[Extracted data entries]
########################################

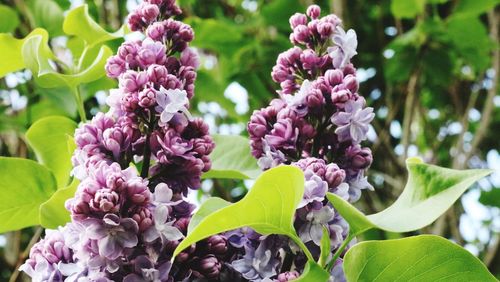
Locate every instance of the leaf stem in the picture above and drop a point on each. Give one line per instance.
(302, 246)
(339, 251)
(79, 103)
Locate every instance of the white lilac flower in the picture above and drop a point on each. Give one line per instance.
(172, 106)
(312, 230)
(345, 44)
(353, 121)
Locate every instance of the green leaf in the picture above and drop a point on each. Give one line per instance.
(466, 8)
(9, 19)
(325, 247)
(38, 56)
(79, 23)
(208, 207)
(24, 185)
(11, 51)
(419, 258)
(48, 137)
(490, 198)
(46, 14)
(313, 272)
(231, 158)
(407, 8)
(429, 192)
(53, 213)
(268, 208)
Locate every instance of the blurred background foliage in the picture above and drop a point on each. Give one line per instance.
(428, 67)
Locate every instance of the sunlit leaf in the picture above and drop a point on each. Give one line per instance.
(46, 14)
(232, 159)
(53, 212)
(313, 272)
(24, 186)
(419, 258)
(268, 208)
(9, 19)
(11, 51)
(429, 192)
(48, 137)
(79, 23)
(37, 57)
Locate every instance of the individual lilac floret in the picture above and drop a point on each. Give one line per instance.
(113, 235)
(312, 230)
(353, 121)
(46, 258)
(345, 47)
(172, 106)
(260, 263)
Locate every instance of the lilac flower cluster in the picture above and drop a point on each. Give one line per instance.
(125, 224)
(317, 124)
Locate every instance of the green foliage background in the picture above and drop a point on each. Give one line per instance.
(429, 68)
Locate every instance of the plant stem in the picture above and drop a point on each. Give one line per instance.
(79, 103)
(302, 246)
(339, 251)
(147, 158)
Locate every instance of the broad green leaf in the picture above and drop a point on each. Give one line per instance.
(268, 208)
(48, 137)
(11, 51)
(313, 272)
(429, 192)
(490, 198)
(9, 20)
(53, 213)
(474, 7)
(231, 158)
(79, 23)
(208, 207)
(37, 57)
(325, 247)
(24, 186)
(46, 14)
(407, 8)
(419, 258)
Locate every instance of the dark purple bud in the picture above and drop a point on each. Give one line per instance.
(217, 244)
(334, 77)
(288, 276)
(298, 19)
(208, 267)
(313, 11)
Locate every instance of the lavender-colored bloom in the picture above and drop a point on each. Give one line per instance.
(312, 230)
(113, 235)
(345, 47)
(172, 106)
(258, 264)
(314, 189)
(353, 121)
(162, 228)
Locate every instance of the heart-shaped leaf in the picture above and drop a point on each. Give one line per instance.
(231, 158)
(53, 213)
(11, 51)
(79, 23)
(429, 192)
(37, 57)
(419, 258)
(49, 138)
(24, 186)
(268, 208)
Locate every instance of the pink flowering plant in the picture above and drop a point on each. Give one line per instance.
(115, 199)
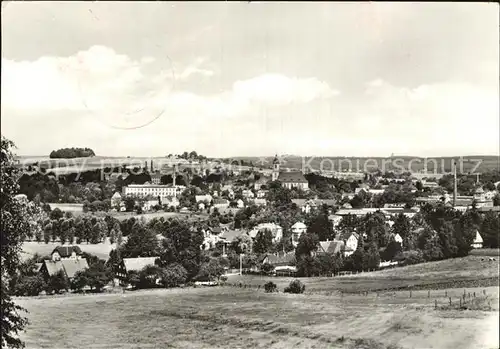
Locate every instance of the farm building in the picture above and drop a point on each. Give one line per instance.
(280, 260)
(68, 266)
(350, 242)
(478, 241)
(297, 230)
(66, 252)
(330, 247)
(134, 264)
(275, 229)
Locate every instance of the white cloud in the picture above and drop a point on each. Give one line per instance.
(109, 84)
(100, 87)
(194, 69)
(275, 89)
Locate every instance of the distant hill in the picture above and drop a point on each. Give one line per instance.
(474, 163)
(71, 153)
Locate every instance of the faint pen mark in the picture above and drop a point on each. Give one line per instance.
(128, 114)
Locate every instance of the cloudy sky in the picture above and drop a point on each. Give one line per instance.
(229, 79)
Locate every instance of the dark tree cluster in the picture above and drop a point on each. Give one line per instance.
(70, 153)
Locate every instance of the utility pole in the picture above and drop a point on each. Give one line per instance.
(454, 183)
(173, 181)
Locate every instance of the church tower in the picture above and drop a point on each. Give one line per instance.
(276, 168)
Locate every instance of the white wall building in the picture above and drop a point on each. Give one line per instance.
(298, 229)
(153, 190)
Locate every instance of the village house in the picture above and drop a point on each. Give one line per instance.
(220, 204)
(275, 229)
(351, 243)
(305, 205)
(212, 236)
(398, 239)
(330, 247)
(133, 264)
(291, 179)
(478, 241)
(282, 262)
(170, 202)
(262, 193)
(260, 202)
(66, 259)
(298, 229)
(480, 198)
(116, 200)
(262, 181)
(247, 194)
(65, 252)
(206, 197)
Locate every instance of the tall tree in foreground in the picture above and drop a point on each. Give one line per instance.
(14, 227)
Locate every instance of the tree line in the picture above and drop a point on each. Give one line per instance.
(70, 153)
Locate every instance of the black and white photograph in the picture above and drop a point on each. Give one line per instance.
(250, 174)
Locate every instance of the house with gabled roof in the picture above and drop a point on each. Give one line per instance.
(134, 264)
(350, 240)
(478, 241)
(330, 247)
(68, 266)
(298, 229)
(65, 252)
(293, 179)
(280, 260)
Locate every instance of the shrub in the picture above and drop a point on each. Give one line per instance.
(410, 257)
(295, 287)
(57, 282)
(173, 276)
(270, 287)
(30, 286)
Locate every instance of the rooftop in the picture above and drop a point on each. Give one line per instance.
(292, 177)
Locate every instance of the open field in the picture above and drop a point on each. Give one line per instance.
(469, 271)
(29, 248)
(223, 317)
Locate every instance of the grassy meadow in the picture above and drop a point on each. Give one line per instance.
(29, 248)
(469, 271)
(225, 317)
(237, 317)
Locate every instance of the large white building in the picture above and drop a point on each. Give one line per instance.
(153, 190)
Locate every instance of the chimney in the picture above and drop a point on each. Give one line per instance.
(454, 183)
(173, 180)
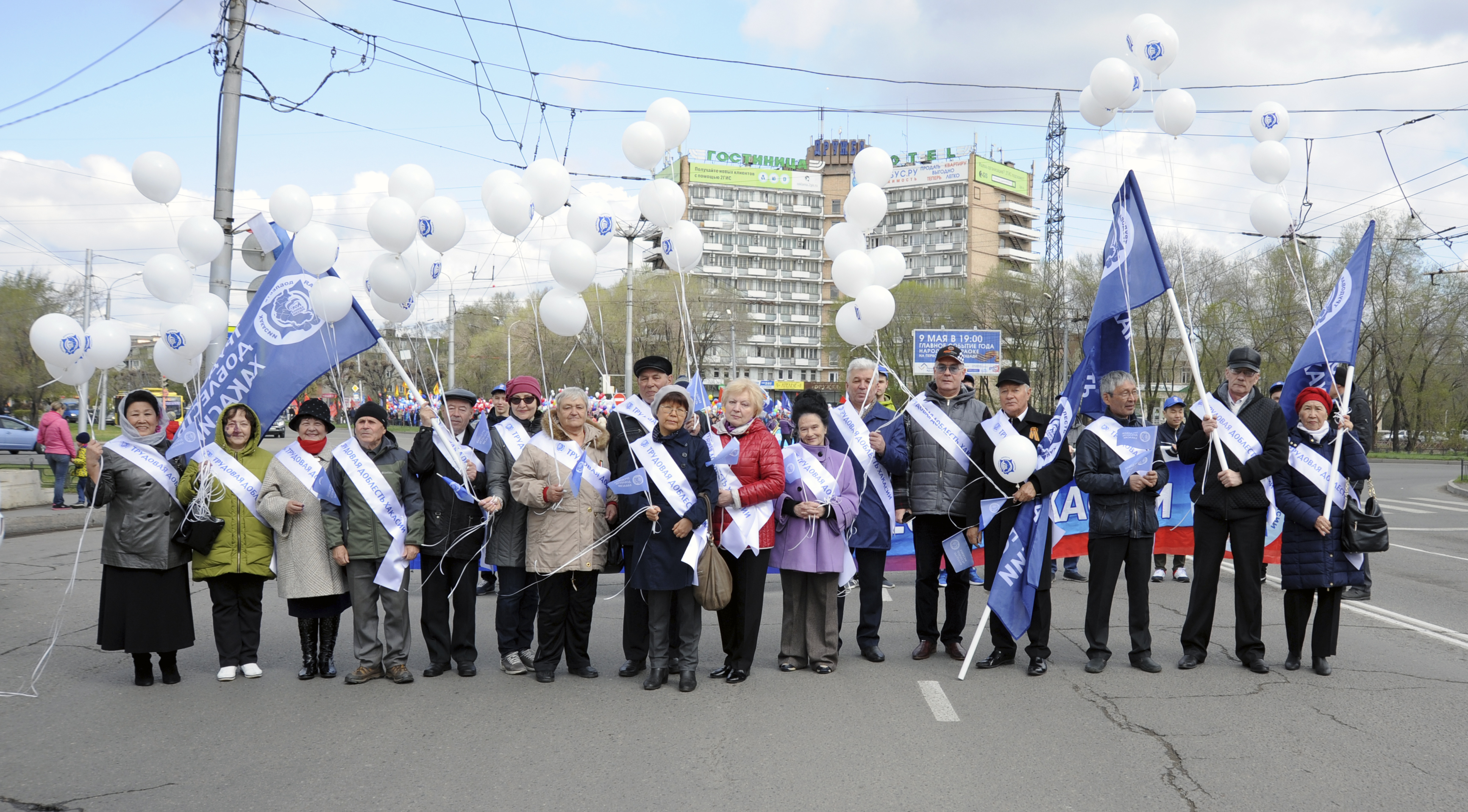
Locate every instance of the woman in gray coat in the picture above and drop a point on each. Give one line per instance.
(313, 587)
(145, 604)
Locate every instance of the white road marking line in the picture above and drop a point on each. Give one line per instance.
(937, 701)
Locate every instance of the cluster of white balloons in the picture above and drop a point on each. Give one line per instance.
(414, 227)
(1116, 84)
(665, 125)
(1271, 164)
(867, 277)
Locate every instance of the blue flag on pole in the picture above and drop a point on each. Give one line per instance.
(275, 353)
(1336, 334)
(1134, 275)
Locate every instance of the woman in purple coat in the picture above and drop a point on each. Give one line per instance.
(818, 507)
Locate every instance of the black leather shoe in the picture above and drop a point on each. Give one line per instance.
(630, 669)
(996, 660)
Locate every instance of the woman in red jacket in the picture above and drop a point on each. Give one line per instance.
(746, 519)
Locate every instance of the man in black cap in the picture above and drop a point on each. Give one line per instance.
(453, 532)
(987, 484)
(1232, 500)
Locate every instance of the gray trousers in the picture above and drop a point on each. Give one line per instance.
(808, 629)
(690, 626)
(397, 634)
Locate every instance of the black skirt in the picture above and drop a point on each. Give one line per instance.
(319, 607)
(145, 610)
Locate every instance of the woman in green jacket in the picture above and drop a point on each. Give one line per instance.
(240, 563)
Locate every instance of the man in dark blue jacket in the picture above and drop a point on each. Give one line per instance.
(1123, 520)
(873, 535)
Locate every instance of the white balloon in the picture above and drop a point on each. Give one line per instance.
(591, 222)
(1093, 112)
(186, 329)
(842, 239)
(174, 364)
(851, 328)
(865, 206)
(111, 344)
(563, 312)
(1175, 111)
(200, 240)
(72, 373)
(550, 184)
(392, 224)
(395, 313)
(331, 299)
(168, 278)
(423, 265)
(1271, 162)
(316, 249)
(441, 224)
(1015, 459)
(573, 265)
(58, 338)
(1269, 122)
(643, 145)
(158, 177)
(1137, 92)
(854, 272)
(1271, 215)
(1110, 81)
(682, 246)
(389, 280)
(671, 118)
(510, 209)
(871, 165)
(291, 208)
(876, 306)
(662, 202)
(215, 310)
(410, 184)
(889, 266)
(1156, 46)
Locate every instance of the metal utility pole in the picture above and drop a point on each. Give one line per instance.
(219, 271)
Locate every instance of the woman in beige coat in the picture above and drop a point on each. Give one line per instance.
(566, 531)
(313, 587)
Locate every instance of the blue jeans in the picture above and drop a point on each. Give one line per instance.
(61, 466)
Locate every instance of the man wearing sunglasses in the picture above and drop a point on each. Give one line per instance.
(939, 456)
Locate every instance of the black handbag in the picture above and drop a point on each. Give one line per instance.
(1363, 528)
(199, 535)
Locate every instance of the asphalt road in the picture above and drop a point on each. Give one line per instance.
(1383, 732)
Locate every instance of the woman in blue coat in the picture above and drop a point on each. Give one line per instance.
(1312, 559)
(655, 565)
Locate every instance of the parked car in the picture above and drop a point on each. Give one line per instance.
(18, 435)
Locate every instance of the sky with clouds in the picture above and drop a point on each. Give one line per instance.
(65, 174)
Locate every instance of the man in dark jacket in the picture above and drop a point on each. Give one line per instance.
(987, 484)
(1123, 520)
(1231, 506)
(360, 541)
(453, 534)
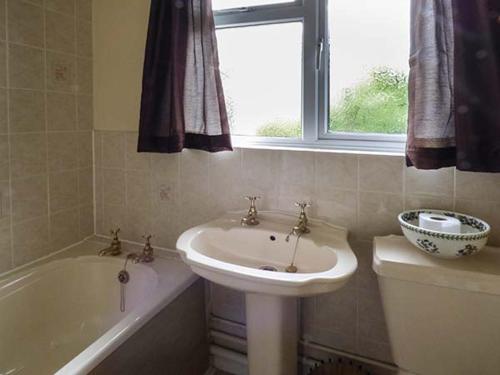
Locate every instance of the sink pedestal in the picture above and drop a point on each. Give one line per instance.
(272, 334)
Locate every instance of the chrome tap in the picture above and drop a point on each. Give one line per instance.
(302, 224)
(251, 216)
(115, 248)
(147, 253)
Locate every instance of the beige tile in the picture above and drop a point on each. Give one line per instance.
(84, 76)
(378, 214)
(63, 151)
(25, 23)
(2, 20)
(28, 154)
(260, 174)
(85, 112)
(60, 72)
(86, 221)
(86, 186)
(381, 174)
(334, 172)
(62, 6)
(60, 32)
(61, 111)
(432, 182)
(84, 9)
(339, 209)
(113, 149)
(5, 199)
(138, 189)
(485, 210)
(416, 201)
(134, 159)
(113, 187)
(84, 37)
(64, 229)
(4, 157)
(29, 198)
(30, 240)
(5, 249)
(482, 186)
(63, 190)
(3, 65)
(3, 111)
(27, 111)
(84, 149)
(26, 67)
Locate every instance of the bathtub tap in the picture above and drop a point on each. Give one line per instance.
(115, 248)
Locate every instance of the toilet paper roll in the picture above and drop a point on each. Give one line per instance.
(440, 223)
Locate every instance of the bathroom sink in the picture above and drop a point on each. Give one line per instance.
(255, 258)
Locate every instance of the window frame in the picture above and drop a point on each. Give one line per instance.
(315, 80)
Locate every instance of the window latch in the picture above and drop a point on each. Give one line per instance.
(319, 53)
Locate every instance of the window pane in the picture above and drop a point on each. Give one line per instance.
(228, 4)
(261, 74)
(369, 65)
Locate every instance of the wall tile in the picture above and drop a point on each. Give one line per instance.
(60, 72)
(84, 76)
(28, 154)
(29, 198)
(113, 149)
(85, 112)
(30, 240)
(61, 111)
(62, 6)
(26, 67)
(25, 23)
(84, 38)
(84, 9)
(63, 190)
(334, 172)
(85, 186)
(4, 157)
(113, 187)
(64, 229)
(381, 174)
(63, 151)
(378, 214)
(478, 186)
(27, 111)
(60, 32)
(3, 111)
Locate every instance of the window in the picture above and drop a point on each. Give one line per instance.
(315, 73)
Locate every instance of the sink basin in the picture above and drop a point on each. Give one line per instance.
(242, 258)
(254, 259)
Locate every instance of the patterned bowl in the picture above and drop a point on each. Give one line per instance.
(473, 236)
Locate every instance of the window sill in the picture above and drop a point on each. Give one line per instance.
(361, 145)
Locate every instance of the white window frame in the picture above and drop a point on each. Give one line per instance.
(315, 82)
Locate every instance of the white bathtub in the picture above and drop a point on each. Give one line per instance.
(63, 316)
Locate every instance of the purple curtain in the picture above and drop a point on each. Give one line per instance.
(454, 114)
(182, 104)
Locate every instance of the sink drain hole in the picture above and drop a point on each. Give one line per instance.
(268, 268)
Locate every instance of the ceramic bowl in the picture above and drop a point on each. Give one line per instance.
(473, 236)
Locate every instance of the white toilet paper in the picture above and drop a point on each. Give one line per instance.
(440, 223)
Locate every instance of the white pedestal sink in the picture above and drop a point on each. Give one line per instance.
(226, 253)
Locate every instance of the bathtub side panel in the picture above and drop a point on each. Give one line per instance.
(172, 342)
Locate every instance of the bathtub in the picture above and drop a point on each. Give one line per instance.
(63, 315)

########################################

Task instructions » What is wanted is the line containing "Locate every instance of the bathtub in" and every line after it through the last line of the entries, printed exactly.

Answer to this exercise »
Locate every instance of the bathtub in the picture above and drop a point on each. Give one line per instance.
(63, 315)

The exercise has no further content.